§ **EXERCISE INSTRUCTIONS**: Reproduce everything from the line containing "outline **car windshield**, every instance" down to the end of the records, requests included. Scale every coordinate in the answers by 1.15, rounding to whole numbers with halves rounded up, and leave the numbers in the requests and their format samples unchanged.

(Excerpts from segmentation records)
---
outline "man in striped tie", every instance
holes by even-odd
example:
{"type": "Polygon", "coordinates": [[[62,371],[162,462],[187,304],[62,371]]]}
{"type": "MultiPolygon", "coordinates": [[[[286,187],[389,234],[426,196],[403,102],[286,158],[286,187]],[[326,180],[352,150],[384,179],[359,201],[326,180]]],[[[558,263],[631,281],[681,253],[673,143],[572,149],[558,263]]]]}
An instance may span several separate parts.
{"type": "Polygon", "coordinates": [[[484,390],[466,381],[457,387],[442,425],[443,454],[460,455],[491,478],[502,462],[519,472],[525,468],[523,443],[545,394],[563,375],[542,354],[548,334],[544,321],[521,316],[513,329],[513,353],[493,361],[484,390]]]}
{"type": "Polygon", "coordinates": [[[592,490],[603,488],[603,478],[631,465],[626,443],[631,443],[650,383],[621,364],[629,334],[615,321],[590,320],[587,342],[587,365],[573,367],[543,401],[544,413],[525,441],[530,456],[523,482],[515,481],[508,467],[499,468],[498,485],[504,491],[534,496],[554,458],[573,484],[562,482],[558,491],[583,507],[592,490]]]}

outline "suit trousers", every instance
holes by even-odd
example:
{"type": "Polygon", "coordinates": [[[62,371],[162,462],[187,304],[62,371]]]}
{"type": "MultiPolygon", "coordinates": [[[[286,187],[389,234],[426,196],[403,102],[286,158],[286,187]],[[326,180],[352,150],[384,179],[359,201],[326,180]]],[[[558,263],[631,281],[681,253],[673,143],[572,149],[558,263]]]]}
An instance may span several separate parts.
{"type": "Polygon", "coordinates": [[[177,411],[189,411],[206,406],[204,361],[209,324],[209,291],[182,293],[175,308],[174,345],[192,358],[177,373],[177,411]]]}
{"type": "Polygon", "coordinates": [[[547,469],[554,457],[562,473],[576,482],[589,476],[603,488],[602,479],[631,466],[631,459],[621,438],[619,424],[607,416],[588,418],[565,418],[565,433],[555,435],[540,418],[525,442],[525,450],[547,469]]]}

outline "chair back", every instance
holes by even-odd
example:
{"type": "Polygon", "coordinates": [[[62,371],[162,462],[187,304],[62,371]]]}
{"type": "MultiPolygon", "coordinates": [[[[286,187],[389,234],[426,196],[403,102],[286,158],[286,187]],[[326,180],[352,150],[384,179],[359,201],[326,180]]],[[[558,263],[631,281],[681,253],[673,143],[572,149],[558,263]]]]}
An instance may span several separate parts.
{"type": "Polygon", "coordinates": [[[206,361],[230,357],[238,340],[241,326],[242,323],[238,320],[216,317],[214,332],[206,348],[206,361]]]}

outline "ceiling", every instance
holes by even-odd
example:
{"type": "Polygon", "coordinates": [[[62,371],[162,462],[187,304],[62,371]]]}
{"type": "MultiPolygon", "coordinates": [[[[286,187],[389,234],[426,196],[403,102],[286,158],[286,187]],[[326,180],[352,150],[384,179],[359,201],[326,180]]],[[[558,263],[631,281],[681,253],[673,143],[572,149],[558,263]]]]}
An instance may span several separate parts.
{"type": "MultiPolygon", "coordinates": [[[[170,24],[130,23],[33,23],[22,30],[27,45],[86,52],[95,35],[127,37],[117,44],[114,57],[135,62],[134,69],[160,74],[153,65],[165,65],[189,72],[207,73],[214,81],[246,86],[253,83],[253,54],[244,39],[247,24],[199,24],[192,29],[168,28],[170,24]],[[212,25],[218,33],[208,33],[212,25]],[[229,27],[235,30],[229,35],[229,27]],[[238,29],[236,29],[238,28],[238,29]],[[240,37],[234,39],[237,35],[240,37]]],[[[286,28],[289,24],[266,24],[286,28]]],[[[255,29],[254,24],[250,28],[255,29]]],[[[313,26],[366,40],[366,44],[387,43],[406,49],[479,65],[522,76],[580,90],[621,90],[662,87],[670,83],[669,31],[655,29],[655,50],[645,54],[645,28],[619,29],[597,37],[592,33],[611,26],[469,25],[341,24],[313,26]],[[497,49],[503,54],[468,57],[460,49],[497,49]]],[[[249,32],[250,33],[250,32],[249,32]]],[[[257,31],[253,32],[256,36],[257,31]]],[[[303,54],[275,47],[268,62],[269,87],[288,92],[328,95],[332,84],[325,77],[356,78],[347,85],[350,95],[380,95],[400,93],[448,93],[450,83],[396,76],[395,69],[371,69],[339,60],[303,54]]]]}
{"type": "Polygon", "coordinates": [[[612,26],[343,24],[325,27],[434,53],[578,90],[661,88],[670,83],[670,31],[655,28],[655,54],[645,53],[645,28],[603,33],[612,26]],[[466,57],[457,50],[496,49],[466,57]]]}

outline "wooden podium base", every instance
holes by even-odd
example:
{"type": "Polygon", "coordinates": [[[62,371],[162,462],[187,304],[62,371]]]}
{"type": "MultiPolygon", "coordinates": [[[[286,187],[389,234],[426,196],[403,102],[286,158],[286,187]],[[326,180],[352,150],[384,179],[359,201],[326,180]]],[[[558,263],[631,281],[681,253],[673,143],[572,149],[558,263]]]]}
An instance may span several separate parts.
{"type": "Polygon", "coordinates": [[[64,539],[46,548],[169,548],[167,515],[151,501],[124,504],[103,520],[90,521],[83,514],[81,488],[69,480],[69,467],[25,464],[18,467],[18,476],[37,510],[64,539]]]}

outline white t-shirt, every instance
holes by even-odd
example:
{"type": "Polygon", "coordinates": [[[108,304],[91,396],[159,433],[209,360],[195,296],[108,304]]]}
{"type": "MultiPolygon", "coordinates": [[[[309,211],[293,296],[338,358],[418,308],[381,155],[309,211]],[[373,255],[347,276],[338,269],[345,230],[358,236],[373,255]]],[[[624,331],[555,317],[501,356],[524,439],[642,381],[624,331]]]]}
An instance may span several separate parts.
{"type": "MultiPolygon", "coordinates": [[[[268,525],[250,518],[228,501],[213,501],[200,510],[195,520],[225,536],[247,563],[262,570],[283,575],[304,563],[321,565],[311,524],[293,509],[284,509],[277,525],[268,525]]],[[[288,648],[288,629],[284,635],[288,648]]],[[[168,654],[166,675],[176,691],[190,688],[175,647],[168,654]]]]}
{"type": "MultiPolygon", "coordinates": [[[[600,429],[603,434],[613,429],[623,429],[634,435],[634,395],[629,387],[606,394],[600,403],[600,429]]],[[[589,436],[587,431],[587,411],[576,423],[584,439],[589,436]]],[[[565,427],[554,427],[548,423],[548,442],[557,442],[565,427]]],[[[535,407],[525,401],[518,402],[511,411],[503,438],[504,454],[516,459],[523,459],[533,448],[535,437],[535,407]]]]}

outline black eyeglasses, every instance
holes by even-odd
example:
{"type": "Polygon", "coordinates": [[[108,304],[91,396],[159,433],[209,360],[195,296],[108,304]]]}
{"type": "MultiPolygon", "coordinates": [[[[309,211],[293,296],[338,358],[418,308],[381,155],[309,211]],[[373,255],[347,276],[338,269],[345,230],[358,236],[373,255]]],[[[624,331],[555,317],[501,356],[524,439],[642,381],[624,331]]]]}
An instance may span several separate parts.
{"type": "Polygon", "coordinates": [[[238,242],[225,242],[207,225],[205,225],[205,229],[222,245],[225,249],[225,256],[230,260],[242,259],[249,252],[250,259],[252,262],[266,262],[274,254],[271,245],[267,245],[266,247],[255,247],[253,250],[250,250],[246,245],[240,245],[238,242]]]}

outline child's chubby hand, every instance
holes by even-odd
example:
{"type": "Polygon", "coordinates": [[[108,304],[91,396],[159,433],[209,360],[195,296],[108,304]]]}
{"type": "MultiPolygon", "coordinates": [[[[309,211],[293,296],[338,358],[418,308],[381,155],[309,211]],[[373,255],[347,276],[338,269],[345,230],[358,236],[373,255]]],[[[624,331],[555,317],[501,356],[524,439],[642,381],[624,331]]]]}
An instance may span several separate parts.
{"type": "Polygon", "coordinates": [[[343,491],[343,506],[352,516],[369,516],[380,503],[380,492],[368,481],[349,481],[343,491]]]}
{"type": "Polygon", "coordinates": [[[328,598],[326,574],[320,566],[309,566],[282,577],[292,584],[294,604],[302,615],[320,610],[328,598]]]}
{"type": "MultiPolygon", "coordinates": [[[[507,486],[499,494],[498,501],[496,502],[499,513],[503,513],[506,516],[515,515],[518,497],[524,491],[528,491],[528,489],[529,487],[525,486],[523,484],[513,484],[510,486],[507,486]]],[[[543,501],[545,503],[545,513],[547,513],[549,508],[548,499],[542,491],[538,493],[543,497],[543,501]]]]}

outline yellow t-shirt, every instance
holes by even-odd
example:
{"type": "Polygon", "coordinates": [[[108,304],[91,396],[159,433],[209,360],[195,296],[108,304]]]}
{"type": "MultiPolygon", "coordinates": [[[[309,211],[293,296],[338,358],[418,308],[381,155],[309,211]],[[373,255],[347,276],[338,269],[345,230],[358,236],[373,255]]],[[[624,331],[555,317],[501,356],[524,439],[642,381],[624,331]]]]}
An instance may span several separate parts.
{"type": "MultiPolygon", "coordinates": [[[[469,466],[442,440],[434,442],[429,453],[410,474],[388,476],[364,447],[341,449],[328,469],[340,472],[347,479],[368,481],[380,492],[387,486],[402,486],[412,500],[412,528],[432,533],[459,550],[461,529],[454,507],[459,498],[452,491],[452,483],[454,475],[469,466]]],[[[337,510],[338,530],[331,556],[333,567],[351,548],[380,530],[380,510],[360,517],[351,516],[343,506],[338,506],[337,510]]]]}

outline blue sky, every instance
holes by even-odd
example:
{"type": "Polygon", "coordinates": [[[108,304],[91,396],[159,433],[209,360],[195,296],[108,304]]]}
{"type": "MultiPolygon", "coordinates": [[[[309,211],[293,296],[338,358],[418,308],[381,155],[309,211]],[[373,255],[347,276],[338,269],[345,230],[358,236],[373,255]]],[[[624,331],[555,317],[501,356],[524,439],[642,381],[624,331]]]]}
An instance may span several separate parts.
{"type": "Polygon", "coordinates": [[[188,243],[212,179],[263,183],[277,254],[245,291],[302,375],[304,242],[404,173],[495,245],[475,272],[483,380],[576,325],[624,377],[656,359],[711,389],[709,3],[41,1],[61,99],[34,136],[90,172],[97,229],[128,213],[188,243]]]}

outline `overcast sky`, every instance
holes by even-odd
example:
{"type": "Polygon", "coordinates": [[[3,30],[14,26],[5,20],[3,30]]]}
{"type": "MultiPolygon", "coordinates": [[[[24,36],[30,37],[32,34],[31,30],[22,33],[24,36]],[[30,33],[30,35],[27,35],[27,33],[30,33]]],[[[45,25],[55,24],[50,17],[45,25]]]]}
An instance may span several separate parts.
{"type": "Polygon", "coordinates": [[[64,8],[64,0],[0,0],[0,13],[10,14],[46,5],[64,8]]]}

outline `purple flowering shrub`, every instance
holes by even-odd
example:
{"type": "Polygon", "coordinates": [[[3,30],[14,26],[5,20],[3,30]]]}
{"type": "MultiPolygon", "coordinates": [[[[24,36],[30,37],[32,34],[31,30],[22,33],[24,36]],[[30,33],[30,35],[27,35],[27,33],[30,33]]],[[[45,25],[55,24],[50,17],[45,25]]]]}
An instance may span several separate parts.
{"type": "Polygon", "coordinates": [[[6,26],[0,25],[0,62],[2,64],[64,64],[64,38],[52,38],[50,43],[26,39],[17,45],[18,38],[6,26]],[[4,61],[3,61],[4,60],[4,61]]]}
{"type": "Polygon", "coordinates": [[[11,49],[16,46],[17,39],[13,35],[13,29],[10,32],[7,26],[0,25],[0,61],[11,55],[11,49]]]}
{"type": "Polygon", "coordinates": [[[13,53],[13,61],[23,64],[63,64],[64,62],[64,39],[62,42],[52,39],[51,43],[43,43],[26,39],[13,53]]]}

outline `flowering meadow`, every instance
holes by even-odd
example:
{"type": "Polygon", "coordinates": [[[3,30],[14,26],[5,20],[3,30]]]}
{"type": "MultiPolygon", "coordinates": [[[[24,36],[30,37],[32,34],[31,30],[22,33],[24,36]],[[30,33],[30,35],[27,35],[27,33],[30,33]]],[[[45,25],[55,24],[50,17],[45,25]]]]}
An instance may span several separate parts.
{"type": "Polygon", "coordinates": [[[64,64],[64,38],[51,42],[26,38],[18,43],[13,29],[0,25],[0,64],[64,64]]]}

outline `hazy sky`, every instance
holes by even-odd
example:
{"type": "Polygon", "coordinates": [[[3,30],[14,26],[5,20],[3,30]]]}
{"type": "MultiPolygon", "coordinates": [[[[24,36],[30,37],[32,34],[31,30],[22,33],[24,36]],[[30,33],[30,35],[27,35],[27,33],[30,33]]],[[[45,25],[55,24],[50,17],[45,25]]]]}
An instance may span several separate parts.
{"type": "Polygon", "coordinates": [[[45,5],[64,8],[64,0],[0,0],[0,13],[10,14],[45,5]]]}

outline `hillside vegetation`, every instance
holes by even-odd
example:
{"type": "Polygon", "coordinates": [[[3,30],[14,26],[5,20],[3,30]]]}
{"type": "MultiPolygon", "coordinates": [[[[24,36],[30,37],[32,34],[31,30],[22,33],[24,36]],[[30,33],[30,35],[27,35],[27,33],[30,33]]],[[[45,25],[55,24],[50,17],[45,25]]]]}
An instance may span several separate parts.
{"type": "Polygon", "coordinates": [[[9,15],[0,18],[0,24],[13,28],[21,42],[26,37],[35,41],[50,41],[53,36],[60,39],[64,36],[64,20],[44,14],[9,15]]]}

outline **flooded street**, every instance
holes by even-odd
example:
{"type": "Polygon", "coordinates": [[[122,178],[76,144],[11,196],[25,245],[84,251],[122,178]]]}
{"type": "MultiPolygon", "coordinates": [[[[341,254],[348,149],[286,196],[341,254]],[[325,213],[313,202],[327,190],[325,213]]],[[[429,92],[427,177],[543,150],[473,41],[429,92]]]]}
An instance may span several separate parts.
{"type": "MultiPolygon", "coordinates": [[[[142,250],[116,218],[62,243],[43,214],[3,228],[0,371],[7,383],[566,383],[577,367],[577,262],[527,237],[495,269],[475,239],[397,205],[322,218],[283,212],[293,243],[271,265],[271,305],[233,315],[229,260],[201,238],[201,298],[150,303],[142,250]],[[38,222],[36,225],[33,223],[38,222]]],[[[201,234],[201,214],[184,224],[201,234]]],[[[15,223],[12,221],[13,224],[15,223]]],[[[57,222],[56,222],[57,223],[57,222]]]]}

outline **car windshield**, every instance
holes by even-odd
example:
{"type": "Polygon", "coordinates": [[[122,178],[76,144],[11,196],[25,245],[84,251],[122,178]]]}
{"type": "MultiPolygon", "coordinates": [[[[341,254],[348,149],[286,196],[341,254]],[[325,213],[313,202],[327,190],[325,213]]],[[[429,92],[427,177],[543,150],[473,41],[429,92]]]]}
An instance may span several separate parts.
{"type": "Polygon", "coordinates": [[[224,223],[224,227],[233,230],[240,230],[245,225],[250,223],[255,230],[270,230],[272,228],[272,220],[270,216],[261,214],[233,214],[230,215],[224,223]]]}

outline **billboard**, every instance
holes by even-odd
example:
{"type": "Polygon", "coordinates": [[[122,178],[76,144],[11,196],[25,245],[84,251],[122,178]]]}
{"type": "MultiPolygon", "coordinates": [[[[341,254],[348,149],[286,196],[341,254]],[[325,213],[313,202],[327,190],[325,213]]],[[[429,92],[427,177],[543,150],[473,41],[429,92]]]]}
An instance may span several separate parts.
---
§ **WRITTEN REPLY**:
outline **car windshield**, every instance
holes by even-odd
example:
{"type": "Polygon", "coordinates": [[[122,178],[76,144],[11,196],[25,245],[84,251],[122,178]]]}
{"type": "MultiPolygon", "coordinates": [[[[341,254],[348,149],[286,196],[341,254]],[[325,213],[313,202],[327,190],[325,213]]],[[[429,92],[427,177],[543,150],[473,41],[429,92]]]]}
An instance may span several separate parts.
{"type": "Polygon", "coordinates": [[[258,256],[258,261],[268,265],[276,265],[282,259],[288,256],[293,265],[311,265],[313,262],[313,253],[311,248],[300,246],[268,246],[265,247],[258,256]]]}

outline **billboard**, every instance
holes by even-odd
example:
{"type": "Polygon", "coordinates": [[[122,178],[76,144],[11,196],[25,245],[84,251],[122,178]]]}
{"type": "MultiPolygon", "coordinates": [[[[341,254],[348,149],[286,196],[341,254]],[[325,213],[313,202],[327,190],[325,213]]],[[[429,92],[427,177],[543,150],[473,41],[429,92]]]]}
An instance may span several separate parts.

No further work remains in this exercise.